### PROVIDED MATERIAL:
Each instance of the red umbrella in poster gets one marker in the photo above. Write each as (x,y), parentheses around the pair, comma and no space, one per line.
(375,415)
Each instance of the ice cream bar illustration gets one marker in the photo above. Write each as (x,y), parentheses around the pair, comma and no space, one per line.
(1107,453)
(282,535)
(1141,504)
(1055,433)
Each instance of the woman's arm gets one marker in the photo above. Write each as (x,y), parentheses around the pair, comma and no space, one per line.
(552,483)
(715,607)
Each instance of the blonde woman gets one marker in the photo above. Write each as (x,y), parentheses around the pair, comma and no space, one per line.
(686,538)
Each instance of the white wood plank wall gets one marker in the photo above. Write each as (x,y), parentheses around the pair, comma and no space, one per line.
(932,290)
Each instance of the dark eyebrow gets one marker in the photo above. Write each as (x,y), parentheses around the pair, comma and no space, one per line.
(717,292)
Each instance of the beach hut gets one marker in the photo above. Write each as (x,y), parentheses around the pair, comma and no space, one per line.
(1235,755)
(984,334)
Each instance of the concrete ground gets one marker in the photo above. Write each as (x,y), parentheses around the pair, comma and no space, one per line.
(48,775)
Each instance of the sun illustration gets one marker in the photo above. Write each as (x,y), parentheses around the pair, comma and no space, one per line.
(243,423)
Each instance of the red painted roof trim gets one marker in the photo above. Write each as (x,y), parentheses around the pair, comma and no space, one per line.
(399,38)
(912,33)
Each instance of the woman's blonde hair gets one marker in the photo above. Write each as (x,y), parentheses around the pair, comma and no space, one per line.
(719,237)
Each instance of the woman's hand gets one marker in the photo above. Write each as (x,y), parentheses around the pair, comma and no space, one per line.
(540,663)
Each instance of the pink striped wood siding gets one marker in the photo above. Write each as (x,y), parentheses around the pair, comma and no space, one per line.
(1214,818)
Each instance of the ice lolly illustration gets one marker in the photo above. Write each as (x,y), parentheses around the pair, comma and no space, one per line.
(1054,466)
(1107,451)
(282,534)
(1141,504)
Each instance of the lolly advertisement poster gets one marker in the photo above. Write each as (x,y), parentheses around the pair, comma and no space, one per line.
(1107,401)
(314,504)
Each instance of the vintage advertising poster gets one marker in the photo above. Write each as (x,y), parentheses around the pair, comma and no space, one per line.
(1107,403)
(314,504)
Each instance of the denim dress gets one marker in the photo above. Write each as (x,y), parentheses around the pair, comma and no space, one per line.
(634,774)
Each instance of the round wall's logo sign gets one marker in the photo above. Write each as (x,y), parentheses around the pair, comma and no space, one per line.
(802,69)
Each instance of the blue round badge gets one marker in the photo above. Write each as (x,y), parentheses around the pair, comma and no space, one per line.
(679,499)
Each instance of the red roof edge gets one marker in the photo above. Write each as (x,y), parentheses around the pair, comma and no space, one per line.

--

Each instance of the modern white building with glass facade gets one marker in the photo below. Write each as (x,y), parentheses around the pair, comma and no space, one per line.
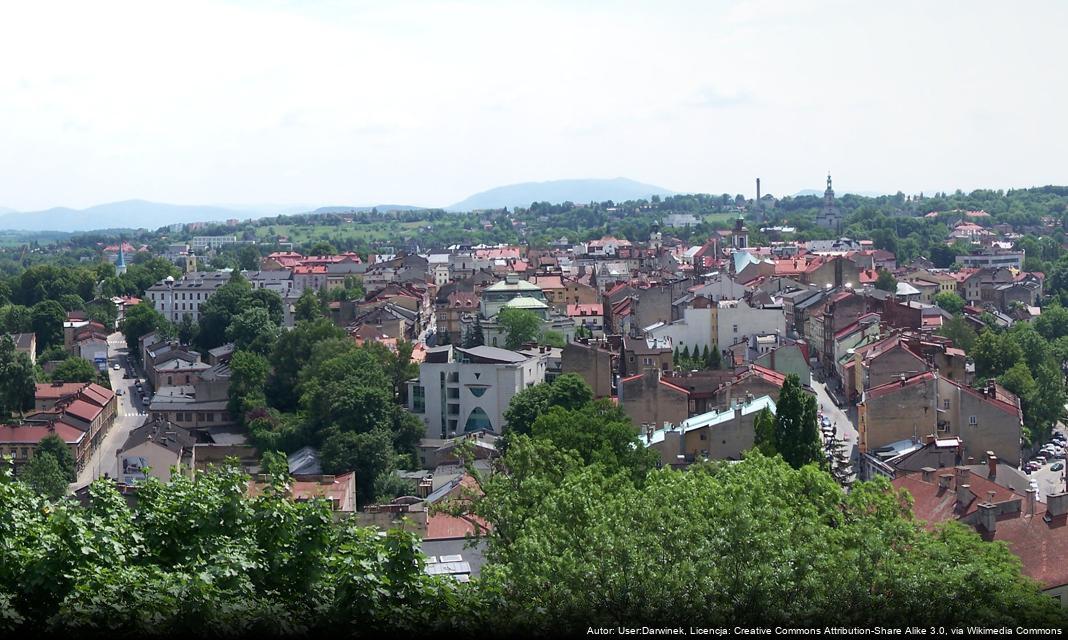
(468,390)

### WORK ITEM:
In the data above, which lines lie between the line with "Each instance of the blue" and the line with "Each instance of the red roof", inclusive? Print those lines exactly and nothing else.

### TASK OUTPUT:
Each instance of the blue round badge gets one marker in the photo above. Write each as (x,y), parentheses around the pair, comma and no space, one per line.
(679,499)
Each instance of the red roof edge gets one marker in the photo above. Write each as (x,y), parentheses around the pair, comma and no space, one per line.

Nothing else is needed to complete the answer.